§ WHAT IS NEEDED: The output must be the data, printed exactly as written.
[DATASET EXCERPTS]
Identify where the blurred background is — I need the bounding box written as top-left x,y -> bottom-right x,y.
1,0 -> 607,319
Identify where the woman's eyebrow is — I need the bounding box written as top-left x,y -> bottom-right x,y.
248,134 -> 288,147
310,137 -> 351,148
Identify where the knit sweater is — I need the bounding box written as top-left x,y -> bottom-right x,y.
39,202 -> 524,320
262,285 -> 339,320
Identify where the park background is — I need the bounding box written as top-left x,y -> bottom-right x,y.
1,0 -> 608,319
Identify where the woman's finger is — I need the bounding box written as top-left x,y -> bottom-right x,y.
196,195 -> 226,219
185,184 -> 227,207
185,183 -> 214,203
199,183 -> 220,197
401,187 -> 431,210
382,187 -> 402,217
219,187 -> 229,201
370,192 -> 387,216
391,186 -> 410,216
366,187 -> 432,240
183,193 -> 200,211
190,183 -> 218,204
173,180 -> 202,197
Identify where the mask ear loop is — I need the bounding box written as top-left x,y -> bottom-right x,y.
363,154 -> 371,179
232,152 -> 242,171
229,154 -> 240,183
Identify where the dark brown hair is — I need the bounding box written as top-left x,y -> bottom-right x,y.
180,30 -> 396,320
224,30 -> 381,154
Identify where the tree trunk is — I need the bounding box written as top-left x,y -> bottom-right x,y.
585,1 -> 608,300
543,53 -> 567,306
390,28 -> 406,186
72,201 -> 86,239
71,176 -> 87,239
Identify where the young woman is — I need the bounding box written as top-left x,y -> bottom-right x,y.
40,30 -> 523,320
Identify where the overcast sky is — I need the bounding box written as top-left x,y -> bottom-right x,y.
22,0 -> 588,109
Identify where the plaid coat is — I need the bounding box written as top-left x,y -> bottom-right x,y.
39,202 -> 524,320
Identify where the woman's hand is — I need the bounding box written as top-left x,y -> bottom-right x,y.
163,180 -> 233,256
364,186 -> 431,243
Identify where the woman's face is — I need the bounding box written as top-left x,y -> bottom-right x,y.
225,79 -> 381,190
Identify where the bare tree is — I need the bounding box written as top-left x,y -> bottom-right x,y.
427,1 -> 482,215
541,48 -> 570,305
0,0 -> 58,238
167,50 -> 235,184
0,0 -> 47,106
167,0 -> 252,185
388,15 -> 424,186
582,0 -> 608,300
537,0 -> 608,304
[/DATASET EXCERPTS]
§ RESULT OF THIS EXERCISE:
Identify where the blurred background is — I need the bounding box written as top-left x,y -> bottom-right x,y.
1,0 -> 607,319
Identify where the woman's eyebrow is — I need the bounding box written as top-left x,y -> bottom-right x,y.
248,134 -> 288,147
310,137 -> 351,148
Identify where the knit sweater is — I need the bounding box written as top-left x,y -> bottom-right x,y.
39,202 -> 524,320
262,285 -> 339,320
Identify where the park background is — I need the bounding box written as top-left x,y -> bottom-right x,y.
1,0 -> 608,319
Identify where the woman's finger is — I need the bounding box written as top-left x,y -> bottom-right x,y.
196,195 -> 226,219
185,184 -> 227,207
185,183 -> 214,203
199,183 -> 220,197
401,187 -> 431,210
382,187 -> 402,217
219,187 -> 229,201
370,192 -> 387,216
391,186 -> 410,216
366,187 -> 432,240
183,193 -> 200,211
190,183 -> 218,204
173,180 -> 202,197
Identify where the mask ear loop is — I need the bounding box written as top-left x,y -> bottom-right x,y.
363,154 -> 371,179
232,152 -> 242,171
229,154 -> 240,183
Identify where the dark brown hair is — I need the bounding box written as top-left x,y -> bottom-right x,y.
180,30 -> 396,320
224,30 -> 381,154
Identify where the tree trunk is — I need the bounding box written as top-left x,y -> bottom-right x,y.
585,1 -> 608,300
543,53 -> 567,306
390,28 -> 406,186
72,201 -> 86,239
71,176 -> 87,239
Identify where the young woman is — I need the bounding box written as top-left x,y -> bottom-right x,y.
40,30 -> 523,320
Identify where the overcast sky is — I need the bounding box written as top-left x,y -> bottom-right x,y.
22,0 -> 588,109
Identify where the plaid coat is — I need the bounding box written as top-left x,y -> bottom-right x,y.
39,202 -> 524,320
Identify where the woman's hand is — I need the bounding box written as top-left x,y -> bottom-right x,y.
163,180 -> 233,256
364,186 -> 431,243
Identify where the woman's face is — I need the bounding box written as top-left x,y -> bottom-right x,y.
225,79 -> 381,190
Identify where the bare tree is — I need the bounding box written as top-left x,y -> bottom-right x,y.
427,1 -> 482,215
541,48 -> 570,305
0,0 -> 58,238
167,50 -> 235,184
0,0 -> 47,106
167,0 -> 252,185
388,15 -> 424,186
582,0 -> 608,300
537,0 -> 608,304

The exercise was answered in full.